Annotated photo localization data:
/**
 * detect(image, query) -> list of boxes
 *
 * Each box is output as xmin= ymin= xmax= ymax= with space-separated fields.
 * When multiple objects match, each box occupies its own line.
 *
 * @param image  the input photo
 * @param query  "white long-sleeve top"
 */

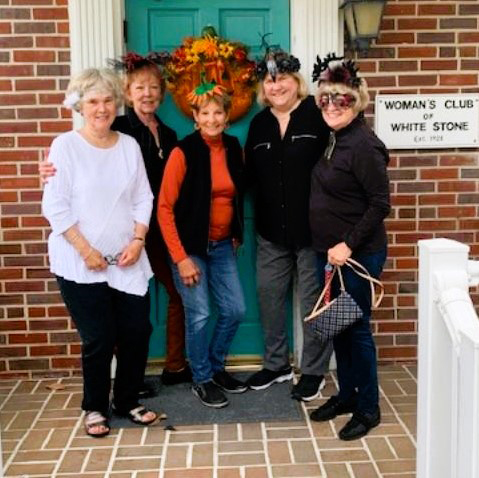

# Task description
Restate, word for word and without pictures, the lines from the line containing "its own line." to the last line of the records above.

# Response
 * When multiple objects match, each box occupies its own line.
 *
 * @param image  the input photo
 * @param query  "white long-sleeve top"
 */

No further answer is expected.